**TEXT PROVIDED:**
Homo sapiens have communicated via symbols for over 200,000.
Practically speaking, symbols serve myriad purposes — from commerce signage to warning signals — and play a massive role in how people absorb and express their identities within a cultural framework.
Feminine symbols of strength and womanhood have long been a part of cultural traditions.
- What Symbolizes Strength for a Woman?
- Why Are Symbols of Female Strength Important?
- Woman Symbols of Strength and Courage: 15 Powerful Feminine Symbols
- How to Use These Female Power Symbols
What Symbolizes Strength for a Woman?
In the next section, we’ll look at symbols representing womanhood through the millennia.
But first, let’s quickly review what symbolizes female strength in a more socio-esoteric sense. In other words, what are the things that may come to mind when we’re asked to describe the strength of women?
- Fertility: Most cultures revere the ability of females to grow and birth new human life.
- Intuition: While women have been seen as the “second sex” throughout history in most cultures, female intuition is frequently touted as a strength of those carrying the XX chromosome.
- Multitalented: Women have a long and storied history of stepping in when men weren’t available and doing just as good a job — if not better. Take Catherine of Aragon, who commanded King Henry VIII’s armies in Scotland, or America’s “Rosie the Riveters,” who kept the country’s factories and shipyards operating during World War II.
But perhaps the best quote that encapsulates womanhood is about Ginger Rogers, who “did everything” Fred Astaire did but “backwards and in heels.”
Why Are Symbols of Female Strength Important?
Communication is integral to our species’ survival, and symbology is a fundamental pillar of written conversation.
Since the dawn of primitive civilization, humans have used sigils, signs, and symbols to form communities, cooperatively harvest crops, and send warnings. As such, they provide insight into socio-cultural attributes, customs, and values.
From a more emotional and spiritual standpoint, symbols of female strength can be important for people looking to build a stronger bond with the divine feminine.
Ladies working on increasing their self-awareness and self-confidence may also find comfort in female symbols of strength and courage.
Woman Symbols of Strength and Courage: 15 Powerful Feminine Symbols
What symbols represent the strength and courage imbued in womanhood? There are many, and we’ve curated a list of our 15 favorites.
Revered as sacred in certain Buddhist and Hindu traditions, elephants have long been idolized as majestic and strong. The giant pachyderms are also a symbol of womanhood worldwide.
Known for their epic mothering, incredible intuition, loyalty, and impressive memories, elephants rank among the most intelligent and sensitive species on Earth.

**MATERIAL PROVIDED:**

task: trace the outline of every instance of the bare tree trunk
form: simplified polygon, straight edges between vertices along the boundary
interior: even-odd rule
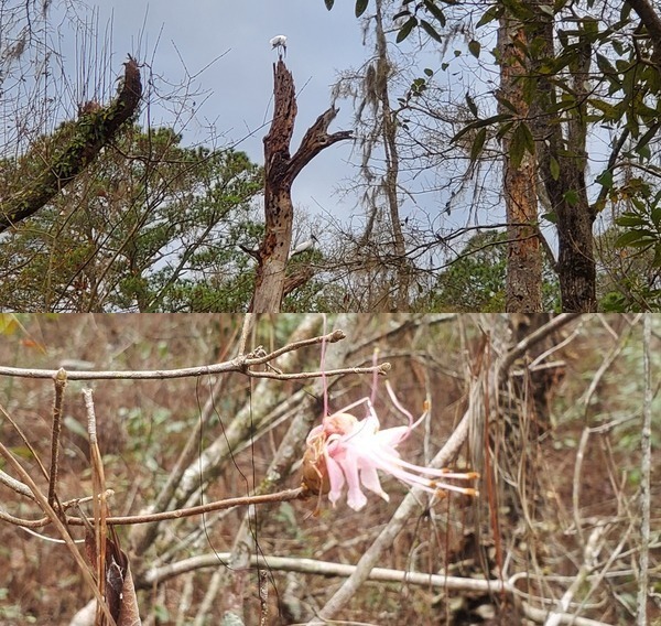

**WHAT YOU NEED TO DO:**
[1] In the text on feminine symbols of strength, who commanded King Henry VIII's armies in Scotland?
[2] Extract the passage from the text on feminine symbols of strength that begins at the words "- Woman Symbols" and stops after "through the millennia.". Copy it word for word.

**ANSWERS PER TASK:**
[1] Catherine of Aragon

[2]
- Woman Symbols of Strength and Courage: 15 Powerful Feminine Symbols
- How to Use These Female Power Symbols
What Symbolizes Strength for a Woman?
In the next section, we’ll look at symbols representing womanhood through the millennia.